START SELECTED PASSAGE

Who Discovered Neurotransmitters and How do they transmit nerve impulses between individual neuron fibers?

Like cracking the genetic code, like the creation of the atomic bomb, the discovery of how the brain’s system of neurons communicates is one of the fundamental science developments of the twentieth century.

Nerves signal sensations to the brain; the brain flashes back commands to muscles and organs through nerves. But how? Otto Loewi’s discovery of neurotransmitters (the chemicals that make this communication possible) revolutionized the way scientists think about the brain and even what it means to be human. Neurotransmitters control memory, learning, thinking, behavior, sleep, movement, and all sensory functions. This discovery was one of the keys to understanding brain function and brain organization.

In 1888 German anatomist Heinrich Walder-Hartz was the first to propose that the nervous system was a separate network of cells. He named these nerve fibers neurons. He concluded that the ends of individual nerve cells approached each other closely, but didn’t actually touch. In 1893 Italian scientist Camillo Colgi used a new method for staining cells that brought out exceptionally fine detail under a microscope and proved that Walder-Hartz was correct.

Walder-Hartz’s discovery, however, created a scientific controversy. If neurons didn’t actually touch, how did they communicate? Some scientists argued that signals had to be sent electrically, since electrical currents existed in the brain. Some argued that nerve signals had to be sent chemically since there were no solid electrical connections between individual neurons. Neither side could prove its position.

END SELECTED PASSAGE
START DATA TO EXAMINE

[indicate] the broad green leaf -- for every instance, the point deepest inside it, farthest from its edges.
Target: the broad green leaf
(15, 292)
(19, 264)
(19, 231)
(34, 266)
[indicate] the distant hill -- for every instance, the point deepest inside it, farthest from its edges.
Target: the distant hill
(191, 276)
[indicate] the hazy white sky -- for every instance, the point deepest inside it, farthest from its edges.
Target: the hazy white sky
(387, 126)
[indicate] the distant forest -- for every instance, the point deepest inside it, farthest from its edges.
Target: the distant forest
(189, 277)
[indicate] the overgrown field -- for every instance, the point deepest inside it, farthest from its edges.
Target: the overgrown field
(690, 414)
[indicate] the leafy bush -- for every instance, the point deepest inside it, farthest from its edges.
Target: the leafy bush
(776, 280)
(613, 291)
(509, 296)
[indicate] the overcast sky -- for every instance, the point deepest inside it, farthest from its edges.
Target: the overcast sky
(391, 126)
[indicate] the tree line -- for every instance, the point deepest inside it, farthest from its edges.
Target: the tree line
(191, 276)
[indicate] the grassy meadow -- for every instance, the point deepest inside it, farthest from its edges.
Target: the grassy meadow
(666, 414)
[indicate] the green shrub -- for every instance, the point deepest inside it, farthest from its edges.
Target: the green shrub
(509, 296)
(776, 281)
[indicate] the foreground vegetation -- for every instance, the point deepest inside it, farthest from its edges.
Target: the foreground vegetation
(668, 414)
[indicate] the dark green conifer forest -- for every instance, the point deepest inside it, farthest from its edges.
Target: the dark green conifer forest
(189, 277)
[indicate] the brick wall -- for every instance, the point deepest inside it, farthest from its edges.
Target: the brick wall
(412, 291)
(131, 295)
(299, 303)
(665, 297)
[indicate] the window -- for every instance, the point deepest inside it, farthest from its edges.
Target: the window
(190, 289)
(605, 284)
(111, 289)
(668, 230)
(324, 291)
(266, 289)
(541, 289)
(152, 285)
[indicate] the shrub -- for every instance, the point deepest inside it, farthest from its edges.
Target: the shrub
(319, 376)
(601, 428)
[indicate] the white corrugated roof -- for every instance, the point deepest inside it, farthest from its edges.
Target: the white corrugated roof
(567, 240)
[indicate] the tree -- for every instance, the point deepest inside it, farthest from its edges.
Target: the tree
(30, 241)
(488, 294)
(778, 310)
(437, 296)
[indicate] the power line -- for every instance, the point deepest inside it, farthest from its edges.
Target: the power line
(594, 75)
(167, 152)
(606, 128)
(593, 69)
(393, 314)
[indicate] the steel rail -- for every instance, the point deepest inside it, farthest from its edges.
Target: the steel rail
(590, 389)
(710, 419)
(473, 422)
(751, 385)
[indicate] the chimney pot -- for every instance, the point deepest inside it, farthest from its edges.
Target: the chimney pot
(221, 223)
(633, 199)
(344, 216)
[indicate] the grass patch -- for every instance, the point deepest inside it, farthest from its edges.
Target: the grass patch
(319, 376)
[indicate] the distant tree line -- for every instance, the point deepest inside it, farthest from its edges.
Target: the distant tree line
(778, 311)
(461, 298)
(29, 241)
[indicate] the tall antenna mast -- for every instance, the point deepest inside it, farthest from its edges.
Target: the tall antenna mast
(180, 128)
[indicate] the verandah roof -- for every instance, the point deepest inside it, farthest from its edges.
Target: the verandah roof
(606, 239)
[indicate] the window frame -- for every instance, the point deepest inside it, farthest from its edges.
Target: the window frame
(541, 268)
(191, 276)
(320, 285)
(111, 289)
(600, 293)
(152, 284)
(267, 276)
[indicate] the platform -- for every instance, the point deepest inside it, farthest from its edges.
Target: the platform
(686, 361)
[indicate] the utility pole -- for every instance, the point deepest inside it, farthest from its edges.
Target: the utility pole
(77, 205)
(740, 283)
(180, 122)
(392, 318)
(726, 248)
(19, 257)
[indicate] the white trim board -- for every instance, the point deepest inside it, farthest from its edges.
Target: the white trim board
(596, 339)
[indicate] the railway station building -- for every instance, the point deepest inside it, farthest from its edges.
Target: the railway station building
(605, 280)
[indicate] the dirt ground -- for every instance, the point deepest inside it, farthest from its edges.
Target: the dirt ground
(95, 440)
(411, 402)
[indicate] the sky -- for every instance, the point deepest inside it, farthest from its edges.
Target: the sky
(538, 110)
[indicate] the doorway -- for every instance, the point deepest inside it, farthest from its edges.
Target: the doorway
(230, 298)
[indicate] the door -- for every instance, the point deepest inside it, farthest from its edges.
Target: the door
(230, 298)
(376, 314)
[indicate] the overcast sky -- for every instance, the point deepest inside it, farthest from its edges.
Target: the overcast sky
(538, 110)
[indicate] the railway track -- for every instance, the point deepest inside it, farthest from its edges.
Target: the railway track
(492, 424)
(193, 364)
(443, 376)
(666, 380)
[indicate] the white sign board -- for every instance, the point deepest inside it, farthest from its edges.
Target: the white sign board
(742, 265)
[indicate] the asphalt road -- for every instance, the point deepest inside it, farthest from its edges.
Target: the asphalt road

END DATA TO EXAMINE

YOUR ASSIGNMENT: List every function that the passage on neurotransmitters says these chemicals control.

WRITTEN RESPONSE: Memory, learning, thinking, behavior, sleep, movement, and all sensory functions.